begin DATA SUPPLIED

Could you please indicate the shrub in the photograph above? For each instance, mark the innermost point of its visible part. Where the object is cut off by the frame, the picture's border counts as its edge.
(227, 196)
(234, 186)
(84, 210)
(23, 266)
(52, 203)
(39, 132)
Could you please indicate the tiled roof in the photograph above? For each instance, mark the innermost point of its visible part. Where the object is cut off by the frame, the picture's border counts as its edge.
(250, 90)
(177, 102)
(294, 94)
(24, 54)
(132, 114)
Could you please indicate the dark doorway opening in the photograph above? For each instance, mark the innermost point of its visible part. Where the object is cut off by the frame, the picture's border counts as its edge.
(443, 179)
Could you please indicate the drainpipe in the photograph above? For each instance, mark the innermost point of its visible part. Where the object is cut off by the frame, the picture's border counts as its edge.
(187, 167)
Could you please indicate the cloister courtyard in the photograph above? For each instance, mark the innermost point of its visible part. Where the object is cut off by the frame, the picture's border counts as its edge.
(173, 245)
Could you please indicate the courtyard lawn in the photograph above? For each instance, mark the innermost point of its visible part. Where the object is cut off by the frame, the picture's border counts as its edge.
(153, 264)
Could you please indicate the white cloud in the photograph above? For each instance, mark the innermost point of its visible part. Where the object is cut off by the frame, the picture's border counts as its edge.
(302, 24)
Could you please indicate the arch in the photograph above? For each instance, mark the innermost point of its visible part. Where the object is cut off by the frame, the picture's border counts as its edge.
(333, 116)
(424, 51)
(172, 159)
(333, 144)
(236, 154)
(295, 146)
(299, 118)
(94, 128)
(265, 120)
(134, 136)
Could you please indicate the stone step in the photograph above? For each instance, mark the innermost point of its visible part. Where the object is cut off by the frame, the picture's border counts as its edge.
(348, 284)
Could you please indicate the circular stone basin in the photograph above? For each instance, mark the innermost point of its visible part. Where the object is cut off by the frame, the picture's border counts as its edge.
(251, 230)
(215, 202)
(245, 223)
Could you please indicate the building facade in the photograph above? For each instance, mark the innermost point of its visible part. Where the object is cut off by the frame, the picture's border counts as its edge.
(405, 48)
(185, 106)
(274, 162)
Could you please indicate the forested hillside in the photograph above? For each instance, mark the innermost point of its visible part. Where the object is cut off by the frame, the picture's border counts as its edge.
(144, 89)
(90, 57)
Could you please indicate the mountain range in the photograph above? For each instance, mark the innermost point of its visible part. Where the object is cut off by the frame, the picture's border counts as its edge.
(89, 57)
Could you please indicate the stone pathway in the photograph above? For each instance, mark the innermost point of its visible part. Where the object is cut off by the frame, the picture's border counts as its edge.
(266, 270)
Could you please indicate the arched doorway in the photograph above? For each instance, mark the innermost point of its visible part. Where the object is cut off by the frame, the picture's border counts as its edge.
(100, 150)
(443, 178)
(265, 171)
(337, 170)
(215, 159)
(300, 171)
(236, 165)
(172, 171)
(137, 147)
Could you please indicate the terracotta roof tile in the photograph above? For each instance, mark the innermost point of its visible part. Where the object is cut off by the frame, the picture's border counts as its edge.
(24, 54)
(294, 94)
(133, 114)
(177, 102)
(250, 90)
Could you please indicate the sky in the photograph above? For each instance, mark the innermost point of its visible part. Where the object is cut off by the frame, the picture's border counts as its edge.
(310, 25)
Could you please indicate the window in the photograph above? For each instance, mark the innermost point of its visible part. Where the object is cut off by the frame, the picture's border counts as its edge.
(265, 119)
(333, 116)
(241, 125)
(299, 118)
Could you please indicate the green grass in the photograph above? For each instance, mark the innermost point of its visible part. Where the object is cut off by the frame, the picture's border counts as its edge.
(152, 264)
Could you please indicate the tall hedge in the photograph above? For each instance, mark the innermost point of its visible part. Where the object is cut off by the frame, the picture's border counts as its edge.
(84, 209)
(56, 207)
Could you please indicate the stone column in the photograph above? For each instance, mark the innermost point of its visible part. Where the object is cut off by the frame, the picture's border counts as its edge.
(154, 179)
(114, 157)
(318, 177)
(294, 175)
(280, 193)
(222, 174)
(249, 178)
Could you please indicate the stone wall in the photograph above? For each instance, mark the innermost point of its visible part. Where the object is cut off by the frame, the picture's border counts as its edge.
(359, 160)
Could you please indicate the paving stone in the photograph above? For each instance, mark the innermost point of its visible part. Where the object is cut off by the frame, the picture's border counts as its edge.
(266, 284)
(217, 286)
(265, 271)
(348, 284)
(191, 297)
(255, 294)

end DATA SUPPLIED

- **WHAT IS NEEDED**:
From the records above, please extract every line and repeat it exactly.

- **EXERCISE SOLUTION**:
Could you please indicate the shrub in the photograph above? For each instance, mark the innermost point of its visible part. Where the object is cut off by the frame, the picture's border counts as its edge.
(227, 196)
(234, 186)
(84, 210)
(23, 266)
(52, 203)
(39, 132)
Could you please indicate the tiled roof in the photograph above? For each instance, mark the innermost point of its visible part. Where the object is cut off by the frame, the picture's border counts as its edge.
(250, 90)
(177, 102)
(294, 94)
(24, 54)
(132, 114)
Could you please indicate the dark doorway opening in the photograph above? For each instance, mark the innermost point of its visible part. Where the object is cut off by the frame, the picture's border counts as its edge.
(443, 179)
Could you please indicate the drainpipe in the photograph above? For each instance, mark the innermost point of its visible part. Where the object is cut off by the frame, the picture's border counts as its edge.
(187, 167)
Could you please indicate the cloister courtyard in the photograph above? For each instance, mark the innermost point of its visible part. Where the object is cut off by the frame, the picture's border counts as its edge.
(173, 245)
Could you please indicate the courtyard lawn in the photograph above? For each instance, mark the innermost point of its visible part. Where the object is cut off by the frame, the picture's border counts as its edge.
(153, 264)
Could you please indicate the white cloud in the photograph above? For each instance, mark the innermost point of its visible part. Where the object is cut off by the frame, the picture's border counts as its edge.
(302, 24)
Could you please indicate the arch in the photograph above? For each instance, mark the innermost point of its visible part. Where the object is cut off by the frame, the picture's border counts as its edge.
(333, 116)
(424, 51)
(172, 159)
(333, 144)
(236, 154)
(295, 146)
(299, 118)
(94, 128)
(265, 120)
(134, 136)
Could you please indicate the stone step in the photograph above? For each instance, mark the innermost point of its visible part. Where the object is cut off by the frame, the picture's border counts as its edge.
(348, 284)
Could you please indicate the circular stone basin in the photograph above? For each instance, mark the innermost point of its visible part. Where the object is cut off by the frame, the picture's border counts as its edge.
(251, 230)
(215, 202)
(245, 223)
Could you please indicate the building facade in the photograph above? For each instance, mark the innermost point of its visible part. Where the object is cut off by the frame, the picture's border counts as its edge.
(405, 48)
(185, 106)
(274, 162)
Could you please indicate the forested hillside in the photograph above? For each instance, mark the innermost point of its visible part. Where the object is cut off by the frame, the picture's border counts as its edge.
(144, 89)
(90, 57)
Could you please indicate the mountain range in the photograph above? For each instance, mark the innermost point of its visible part. Where the object is cut off by the frame, the picture's border counts as its edge.
(89, 57)
Could you please indicate the stone pathway in the photograph above? For each instance, mark the innermost point of its visible part. Where the object is cut off by the frame, the picture's border counts as its edge.
(266, 270)
Could you please indicate the arched doorway in the photograph above? For each instance, mark the innermost point of its visible part. Where the object is cut off by the frame, the picture's border counts as its edge.
(100, 150)
(443, 178)
(265, 171)
(337, 170)
(215, 159)
(300, 171)
(236, 165)
(172, 171)
(137, 147)
Could you please indicate the terracotta roof tile in the photograph above? For each instance, mark the innermost point of its visible part. Where the object is cut off by the frame, the picture's border counts as its edge.
(24, 54)
(294, 94)
(133, 114)
(177, 102)
(250, 90)
Could you please indicate the sky in the photograph above? For each instance, mark the innermost point of its visible part. Where the object is cut off by the frame, the picture's border counts as its edge.
(310, 25)
Could you please indicate the window in the photograph above? For each instance, mark the innermost point of its visible part. Where the object is cut off by the frame, the picture's border counts as its edge.
(265, 119)
(333, 116)
(241, 125)
(299, 118)
Could you please indicate the green grass in the photograph above? For each instance, mark the innermost point of its visible part. Where the object is cut off by the frame, the picture's border counts as its edge.
(152, 264)
Could you please indicate the tall hedge in the photograph above? For each instance, mark the innermost point of its visible part. Where the object is cut off by the frame, the picture's border counts as its edge.
(84, 209)
(56, 207)
Could you please indicate the stone column in the photograph above? For each instance, mark the innermost point of its visible part. Where the object is cut off by the frame, the picture's border counts as its edge.
(154, 179)
(114, 157)
(318, 177)
(294, 175)
(280, 193)
(222, 174)
(249, 178)
Could you please indicate the stone wall in the photograph above? For each instance, mark the innermost point of its visible part. Where the object is cut off by the frame, the picture's border counts as its edge.
(359, 160)
Could you please indicate the paving stone in the photograph above? For each instance, mark the innermost point of its visible part. Where the object is cut off by the frame, the picture's border counts as its edge.
(266, 284)
(217, 286)
(265, 271)
(348, 284)
(191, 297)
(255, 294)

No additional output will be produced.